-- Page text --
•••••

The garden featured two grottos, the largest about the size of a small garage. On entering visitors were treated to yet more shell decorations as well as further exhibits including records of donations made to charity and a series of framed letters from visitors. The smaller grotto was accessed by a few steps that lead down into a tiny room decorated with Victorian tiles and the inevitable arrangements of seashells.

Outside, all manner of odds and ends were incorporated into the displays, from broken plates and bits of old china, to stained glass windows and even a piece of fossilised tree. George never made a penny out of the garden, but the lucky fountain and the wishing well were there to encourage visitors to donate spare change to a range of charitable causes including the PDSA, old people’s dinners, Cancer Research and the forerunner of what is now known as Scope. Before long the Shell House had a highly successful fund-raising function and over the years George and his family were able to donate thousands of pounds to charity, including Christchurch Hospital League of Friends, which named the patients’ activity centre after George in 1988, two years after his death.

Commenting on an old home movie shared on YouTube, Jean Batty said: ‘I spent all my holidays during the late 50s and 60s at Boscombe and would visit the Shell House a few times every year. It was a special magical place for a little girl and I loved it. I tried to find it with my grandchildren a few years ago now I see it’s been demolished, sad but unsurprising.’

shellhouse1960s
A 1960s postcard of the Shell House

In a letter published online in 2007, George Howard’s granddaughter Carol Mason wrote: ‘It was a very special place for many locals, tourists and friends and family of George and Sarah Howard. I myself spent many childhood years at the House and garden, even clearing the wishing well of coins, cleaning and helping to distribute the money to so many worthy charities.

•••••

-- Records from a collection --
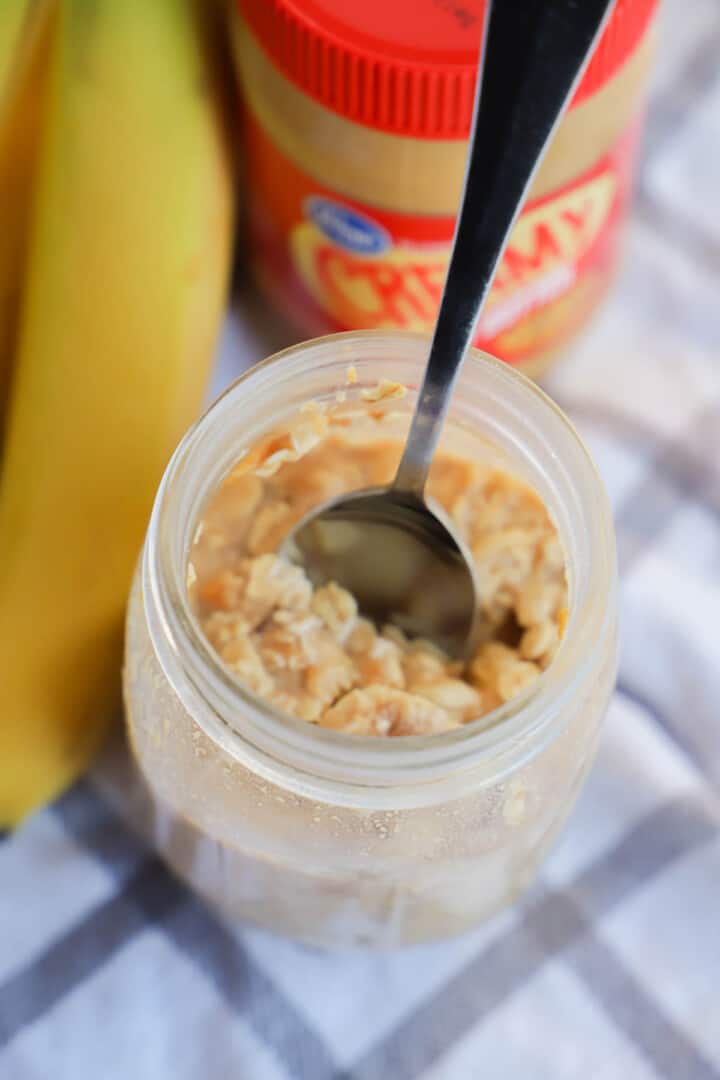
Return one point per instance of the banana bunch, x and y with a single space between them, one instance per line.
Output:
116 233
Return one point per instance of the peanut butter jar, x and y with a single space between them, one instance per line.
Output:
355 127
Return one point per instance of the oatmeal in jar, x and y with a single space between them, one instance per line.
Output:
270 811
309 650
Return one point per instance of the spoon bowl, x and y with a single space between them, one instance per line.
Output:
393 549
399 556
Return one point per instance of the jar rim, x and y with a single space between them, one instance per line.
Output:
314 760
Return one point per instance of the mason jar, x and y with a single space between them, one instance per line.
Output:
347 840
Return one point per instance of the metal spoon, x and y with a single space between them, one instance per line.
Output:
394 549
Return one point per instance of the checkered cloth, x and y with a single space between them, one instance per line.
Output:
610 968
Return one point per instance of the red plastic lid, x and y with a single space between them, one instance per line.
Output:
406 66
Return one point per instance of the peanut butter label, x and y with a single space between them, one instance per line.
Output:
356 267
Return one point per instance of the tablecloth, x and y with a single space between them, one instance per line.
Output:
610 967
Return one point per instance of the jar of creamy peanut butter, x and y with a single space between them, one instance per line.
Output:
356 123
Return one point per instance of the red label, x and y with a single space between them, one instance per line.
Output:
340 265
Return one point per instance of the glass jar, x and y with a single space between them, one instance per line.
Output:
355 131
344 840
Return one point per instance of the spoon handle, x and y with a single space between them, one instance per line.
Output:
534 53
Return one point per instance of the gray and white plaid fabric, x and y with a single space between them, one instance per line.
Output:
610 969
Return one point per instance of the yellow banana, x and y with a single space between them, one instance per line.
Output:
12 16
25 35
127 269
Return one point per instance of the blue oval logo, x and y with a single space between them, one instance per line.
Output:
347 227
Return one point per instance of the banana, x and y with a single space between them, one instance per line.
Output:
25 36
127 271
12 16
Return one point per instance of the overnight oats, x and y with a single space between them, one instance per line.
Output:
325 777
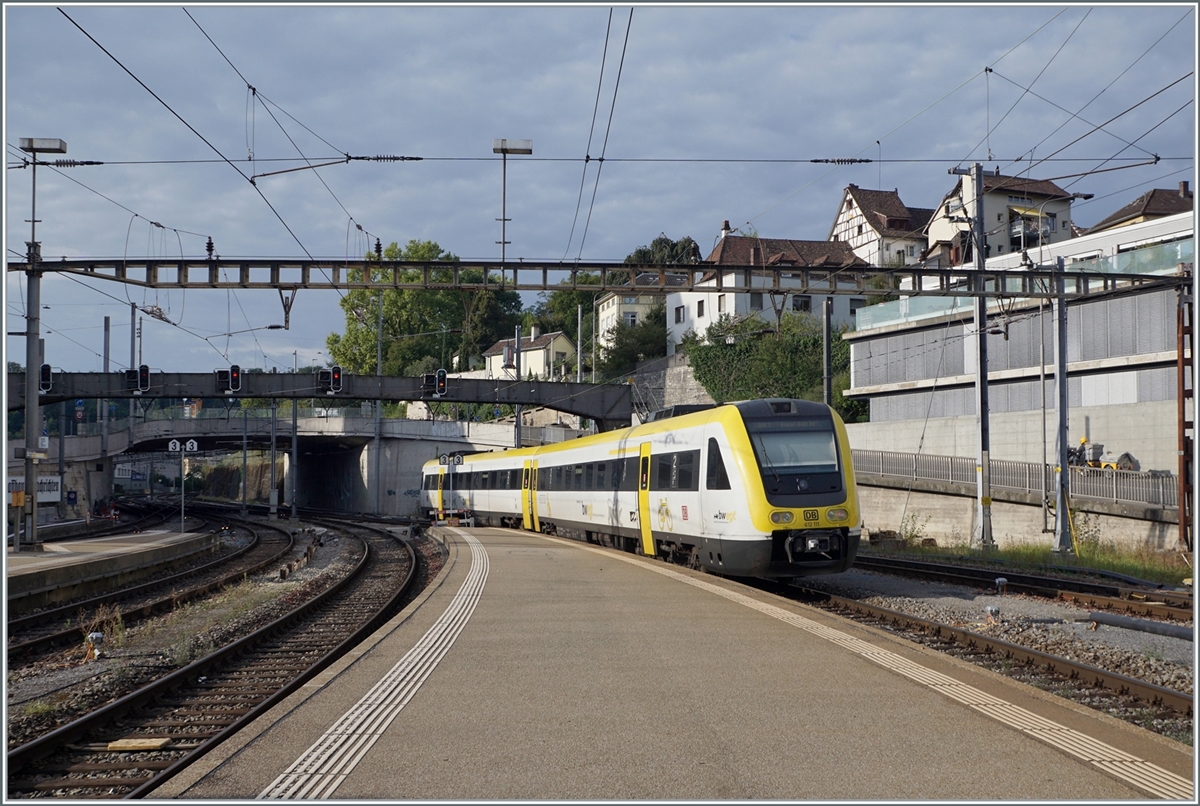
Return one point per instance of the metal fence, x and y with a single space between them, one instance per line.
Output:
1121 486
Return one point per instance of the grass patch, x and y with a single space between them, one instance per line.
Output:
1165 567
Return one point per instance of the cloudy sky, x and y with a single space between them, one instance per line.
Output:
702 114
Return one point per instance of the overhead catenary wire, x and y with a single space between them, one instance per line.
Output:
1041 72
587 151
604 148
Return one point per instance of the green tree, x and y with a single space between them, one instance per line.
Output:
421 328
665 252
738 360
633 343
559 311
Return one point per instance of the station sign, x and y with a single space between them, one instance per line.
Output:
49 488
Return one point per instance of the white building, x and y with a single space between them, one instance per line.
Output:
696 311
1018 214
544 356
880 228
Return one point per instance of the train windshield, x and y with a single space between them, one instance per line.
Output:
795 446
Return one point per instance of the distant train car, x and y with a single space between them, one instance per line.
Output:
759 488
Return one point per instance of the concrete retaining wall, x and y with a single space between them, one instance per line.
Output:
951 519
1146 431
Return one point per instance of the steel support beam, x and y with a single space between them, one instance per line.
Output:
611 405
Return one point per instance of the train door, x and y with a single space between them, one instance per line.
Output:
643 499
533 495
438 499
526 519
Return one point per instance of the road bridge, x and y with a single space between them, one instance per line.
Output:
291 275
610 404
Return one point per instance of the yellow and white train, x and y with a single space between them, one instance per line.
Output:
759 488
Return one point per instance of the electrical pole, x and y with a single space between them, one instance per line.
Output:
826 349
982 536
1062 542
33 341
516 364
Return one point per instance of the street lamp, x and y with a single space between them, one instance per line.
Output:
1042 241
504 148
34 145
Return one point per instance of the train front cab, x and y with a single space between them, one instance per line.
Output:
809 498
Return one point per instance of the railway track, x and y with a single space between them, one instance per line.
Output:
130 746
33 635
977 647
1131 600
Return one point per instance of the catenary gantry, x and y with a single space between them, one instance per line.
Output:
289 275
609 404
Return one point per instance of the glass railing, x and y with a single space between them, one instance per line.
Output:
1159 258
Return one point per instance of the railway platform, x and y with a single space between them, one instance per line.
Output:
535 667
65 570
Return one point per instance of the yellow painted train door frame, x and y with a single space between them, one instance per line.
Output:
441 501
526 521
643 498
533 495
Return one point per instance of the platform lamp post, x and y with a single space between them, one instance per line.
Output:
34 145
504 148
1042 360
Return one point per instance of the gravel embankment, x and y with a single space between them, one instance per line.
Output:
1056 627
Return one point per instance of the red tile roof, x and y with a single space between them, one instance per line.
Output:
1153 204
526 343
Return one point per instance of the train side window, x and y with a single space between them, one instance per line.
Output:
717 476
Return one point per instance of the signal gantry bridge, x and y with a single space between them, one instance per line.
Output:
288 275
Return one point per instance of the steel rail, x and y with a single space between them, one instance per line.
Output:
1081 672
133 614
31 752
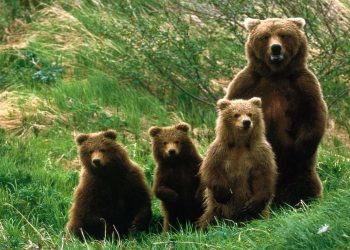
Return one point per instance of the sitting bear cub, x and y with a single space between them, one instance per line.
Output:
239 170
112 196
295 113
176 181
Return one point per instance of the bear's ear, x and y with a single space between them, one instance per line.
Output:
223 103
81 138
110 134
183 126
256 101
250 23
298 21
153 131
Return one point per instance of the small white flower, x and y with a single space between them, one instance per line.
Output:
323 229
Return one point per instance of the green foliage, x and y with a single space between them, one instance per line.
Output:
129 65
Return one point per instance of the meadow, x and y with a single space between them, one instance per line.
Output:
85 66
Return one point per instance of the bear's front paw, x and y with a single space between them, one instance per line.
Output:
221 195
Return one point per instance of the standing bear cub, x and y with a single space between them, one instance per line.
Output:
176 181
112 197
293 106
239 170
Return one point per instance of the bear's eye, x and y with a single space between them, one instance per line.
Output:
284 36
264 38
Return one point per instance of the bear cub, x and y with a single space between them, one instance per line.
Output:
112 197
239 170
176 181
295 113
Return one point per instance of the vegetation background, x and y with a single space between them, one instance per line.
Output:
88 65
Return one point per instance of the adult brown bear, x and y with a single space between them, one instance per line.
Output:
294 110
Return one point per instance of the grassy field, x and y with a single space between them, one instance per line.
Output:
84 67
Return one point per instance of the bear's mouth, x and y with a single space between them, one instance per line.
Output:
276 59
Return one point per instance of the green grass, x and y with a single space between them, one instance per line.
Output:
131 65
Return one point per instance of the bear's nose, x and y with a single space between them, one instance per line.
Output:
171 152
96 162
246 124
276 49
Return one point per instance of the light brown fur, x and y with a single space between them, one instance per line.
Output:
294 110
239 170
176 180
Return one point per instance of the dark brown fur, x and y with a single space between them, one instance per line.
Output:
112 194
239 170
294 110
176 181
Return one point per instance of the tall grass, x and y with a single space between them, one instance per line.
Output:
129 65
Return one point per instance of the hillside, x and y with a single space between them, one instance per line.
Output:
86 66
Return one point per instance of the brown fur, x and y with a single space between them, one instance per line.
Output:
176 181
239 170
294 110
112 195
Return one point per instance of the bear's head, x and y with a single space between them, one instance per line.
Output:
99 152
171 143
240 120
275 43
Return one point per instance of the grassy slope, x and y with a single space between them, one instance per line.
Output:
36 178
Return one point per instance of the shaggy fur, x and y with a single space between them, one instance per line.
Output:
112 195
239 170
176 181
294 110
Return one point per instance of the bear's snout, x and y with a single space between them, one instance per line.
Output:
172 152
96 162
246 124
276 49
97 159
171 149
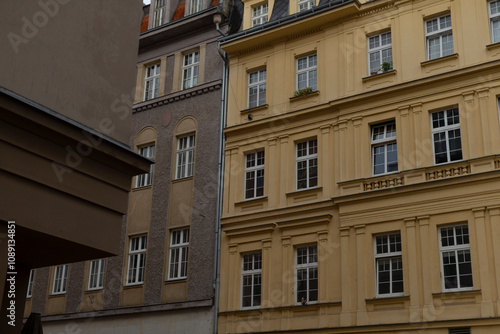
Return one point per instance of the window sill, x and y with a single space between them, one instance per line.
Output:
142 188
493 46
250 308
304 191
57 294
455 293
447 162
182 179
380 75
176 280
256 200
387 298
258 108
387 303
303 96
457 297
439 60
133 286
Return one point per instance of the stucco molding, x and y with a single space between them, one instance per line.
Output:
178 96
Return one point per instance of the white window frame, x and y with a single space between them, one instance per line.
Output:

•••••

-- What you will do --
(a) Based on the Shell House text, decide whether each statement agrees with it. Answer yes or no, and quote the deciding words. (i) The larger grotto was about the size of a small garage. (ii) George made money from the garden. (iii) The patients’ activity centre was named after George in 1988.
(b) Retype the Shell House text from "Outside, all manner" to "after his death.".

-- Task-by-task results --
(a)
(i) Yes: "the largest about the size of a small garage"
(ii) No: "George never made a penny out of the garden"
(iii) Yes: "named the patients’ activity centre after George in 1988"

(b)
Outside, all manner of odds and ends were incorporated into the displays, from broken plates and bits of old china, to stained glass windows and even a piece of fossilised tree. George never made a penny out of the garden, but the lucky fountain and the wishing well were there to encourage visitors to donate spare change to a range of charitable causes including the PDSA, old people’s dinners, Cancer Research and the forerunner of what is now known as Scope. Before long the Shell House had a highly successful fund-raising function and over the years George and his family were able to donate thousands of pounds to charity, including Christchurch Hospital League of Friends, which named the patients’ activity centre after George in 1988, two years after his death.